**RECORD SET:**
☆ ☆ ☆

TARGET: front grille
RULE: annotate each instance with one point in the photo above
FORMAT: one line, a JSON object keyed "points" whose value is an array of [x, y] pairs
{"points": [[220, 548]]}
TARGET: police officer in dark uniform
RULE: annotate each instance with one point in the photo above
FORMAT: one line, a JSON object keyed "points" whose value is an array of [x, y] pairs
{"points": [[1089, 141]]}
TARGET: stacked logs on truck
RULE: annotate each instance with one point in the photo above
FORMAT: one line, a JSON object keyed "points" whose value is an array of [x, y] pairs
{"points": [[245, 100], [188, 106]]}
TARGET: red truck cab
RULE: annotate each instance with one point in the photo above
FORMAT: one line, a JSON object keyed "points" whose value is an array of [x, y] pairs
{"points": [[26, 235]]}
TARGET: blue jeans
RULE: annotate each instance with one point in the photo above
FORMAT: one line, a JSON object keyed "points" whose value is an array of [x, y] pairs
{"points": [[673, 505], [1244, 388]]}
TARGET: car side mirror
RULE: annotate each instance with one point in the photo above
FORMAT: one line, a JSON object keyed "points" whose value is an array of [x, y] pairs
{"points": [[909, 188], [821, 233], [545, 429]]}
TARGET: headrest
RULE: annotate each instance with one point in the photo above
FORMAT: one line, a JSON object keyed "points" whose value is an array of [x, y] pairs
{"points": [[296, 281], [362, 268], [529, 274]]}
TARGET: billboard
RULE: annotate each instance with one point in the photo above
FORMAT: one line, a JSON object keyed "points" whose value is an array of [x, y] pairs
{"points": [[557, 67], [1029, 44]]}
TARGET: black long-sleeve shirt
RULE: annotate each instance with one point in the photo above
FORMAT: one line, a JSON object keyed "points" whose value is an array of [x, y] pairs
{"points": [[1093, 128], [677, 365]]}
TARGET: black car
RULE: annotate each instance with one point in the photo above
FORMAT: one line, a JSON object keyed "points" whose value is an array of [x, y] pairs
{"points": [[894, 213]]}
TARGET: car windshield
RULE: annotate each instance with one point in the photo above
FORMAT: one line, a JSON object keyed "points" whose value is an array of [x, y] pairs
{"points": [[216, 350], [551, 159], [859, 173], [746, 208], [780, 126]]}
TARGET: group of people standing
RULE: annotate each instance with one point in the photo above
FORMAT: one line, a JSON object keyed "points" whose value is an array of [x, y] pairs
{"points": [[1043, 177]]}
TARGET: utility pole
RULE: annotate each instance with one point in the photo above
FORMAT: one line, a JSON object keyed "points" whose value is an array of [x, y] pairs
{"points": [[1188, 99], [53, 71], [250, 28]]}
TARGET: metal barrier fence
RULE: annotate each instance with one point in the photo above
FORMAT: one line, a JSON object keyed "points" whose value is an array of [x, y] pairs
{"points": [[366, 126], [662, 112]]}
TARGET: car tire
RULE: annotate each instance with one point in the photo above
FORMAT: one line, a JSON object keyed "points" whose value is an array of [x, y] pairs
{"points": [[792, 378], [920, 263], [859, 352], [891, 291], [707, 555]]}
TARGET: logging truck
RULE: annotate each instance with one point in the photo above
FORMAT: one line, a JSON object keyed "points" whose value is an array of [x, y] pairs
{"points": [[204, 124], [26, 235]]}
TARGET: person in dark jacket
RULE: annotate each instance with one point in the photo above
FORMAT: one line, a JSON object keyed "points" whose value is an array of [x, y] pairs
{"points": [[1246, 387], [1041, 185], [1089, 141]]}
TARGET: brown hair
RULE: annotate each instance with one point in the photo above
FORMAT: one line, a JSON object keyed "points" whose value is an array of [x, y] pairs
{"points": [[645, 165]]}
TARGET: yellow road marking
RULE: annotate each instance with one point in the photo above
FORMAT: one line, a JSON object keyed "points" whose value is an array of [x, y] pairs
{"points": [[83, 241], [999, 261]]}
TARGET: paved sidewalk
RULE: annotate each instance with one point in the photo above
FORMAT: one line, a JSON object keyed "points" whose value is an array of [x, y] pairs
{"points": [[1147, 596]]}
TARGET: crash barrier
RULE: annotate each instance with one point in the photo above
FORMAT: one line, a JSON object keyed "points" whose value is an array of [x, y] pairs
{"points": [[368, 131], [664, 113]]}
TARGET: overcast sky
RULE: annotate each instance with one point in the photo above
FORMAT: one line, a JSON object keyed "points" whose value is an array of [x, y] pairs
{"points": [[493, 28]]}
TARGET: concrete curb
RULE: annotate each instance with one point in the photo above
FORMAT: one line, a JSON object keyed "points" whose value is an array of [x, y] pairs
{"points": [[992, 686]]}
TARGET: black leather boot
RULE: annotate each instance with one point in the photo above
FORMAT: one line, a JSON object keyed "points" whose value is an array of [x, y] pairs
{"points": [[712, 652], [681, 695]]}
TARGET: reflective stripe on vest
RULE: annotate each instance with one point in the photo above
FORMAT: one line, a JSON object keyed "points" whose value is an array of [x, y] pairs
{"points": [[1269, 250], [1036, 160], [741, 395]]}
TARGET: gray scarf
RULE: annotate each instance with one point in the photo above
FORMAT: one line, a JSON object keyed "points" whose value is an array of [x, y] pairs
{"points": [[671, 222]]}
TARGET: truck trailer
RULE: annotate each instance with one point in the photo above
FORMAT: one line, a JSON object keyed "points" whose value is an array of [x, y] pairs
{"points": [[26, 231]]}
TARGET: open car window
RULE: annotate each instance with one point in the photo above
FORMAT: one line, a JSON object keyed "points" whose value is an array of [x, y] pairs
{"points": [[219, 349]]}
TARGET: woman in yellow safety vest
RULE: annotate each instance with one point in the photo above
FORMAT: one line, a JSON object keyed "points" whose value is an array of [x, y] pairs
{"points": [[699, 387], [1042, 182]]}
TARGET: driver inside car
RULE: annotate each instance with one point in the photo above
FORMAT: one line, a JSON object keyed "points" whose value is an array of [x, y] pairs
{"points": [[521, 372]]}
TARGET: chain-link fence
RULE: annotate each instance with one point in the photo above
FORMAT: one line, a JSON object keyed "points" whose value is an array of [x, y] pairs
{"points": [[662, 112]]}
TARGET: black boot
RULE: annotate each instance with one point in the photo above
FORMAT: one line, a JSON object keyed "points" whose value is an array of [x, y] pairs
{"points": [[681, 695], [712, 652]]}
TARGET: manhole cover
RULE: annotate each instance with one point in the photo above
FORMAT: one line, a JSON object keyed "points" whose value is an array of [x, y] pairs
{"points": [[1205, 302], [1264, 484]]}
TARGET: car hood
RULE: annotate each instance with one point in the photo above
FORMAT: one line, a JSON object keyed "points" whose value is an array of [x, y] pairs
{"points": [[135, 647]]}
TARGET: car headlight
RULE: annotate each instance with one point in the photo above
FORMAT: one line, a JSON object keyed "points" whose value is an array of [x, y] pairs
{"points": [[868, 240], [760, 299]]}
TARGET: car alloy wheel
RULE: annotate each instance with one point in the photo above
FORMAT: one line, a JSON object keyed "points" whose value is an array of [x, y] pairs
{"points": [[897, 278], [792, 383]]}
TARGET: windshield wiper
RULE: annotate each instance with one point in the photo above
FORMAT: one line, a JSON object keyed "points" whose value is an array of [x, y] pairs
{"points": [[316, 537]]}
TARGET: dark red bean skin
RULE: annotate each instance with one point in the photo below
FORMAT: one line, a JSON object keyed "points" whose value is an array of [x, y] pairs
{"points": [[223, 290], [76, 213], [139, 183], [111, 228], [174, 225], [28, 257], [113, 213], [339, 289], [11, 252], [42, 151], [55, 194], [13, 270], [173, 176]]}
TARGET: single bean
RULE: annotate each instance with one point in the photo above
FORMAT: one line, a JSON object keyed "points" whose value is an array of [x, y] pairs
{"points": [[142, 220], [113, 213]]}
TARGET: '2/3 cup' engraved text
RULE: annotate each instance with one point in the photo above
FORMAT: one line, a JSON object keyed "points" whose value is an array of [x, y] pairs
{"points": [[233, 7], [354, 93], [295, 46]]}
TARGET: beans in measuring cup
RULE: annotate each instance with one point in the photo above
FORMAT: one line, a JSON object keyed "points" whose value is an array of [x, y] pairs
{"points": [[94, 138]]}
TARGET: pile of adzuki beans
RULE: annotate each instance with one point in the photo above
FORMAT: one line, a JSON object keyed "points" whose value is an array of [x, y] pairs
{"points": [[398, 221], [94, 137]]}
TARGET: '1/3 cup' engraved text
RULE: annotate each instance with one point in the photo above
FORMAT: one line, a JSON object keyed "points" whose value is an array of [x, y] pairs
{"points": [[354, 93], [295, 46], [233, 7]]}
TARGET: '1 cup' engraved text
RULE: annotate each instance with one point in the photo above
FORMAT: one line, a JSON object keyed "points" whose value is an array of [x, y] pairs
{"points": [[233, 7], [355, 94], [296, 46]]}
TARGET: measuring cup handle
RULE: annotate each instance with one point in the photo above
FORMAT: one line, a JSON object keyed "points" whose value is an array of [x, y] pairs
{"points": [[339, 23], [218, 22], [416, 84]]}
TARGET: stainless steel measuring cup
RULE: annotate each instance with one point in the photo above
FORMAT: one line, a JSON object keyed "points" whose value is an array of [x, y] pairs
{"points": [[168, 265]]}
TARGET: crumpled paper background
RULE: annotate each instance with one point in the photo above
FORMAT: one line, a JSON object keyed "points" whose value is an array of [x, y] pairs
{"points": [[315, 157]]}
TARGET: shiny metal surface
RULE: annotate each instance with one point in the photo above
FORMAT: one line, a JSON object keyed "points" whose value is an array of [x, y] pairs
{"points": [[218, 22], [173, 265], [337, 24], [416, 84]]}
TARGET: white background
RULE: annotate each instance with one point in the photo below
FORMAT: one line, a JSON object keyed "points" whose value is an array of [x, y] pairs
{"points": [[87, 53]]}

☆ ☆ ☆

**TASK DIRECTIONS:** From the very first line of the data through the line with "TARGET: car side mirror" in it, please reproduce each line exactly and output nothing more.

**ANSWER TO THE PROBLEM:**
TARGET: front grille
RULE: annotate each instance with one point in the photo above
FORMAT: one line, a JSON object keyed "points" whose value is an array of [x, y] pairs
{"points": [[220, 548]]}
TARGET: police officer in dark uniform
RULE: annotate each instance with one point in the photo above
FORMAT: one line, a JSON object keyed "points" whose value is an array of [x, y] pairs
{"points": [[1089, 141]]}
TARGET: stacked logs on truck
RULE: annotate each instance with one point in the photo above
FORMAT: one line, a JSON object keyed "points" whose value is an array of [x, y] pairs
{"points": [[245, 100], [188, 106]]}
TARGET: red truck cab
RULE: annotate each instance with one point in the photo above
FORMAT: one line, a JSON object keyed "points" whose value is an array of [x, y] pairs
{"points": [[26, 235]]}
TARGET: blue jeans
RULE: annotate each instance with one point in the photo above
FORMAT: one line, a JSON object keyed "points" whose value is an array of [x, y] pairs
{"points": [[673, 505], [1244, 388]]}
TARGET: car side mirror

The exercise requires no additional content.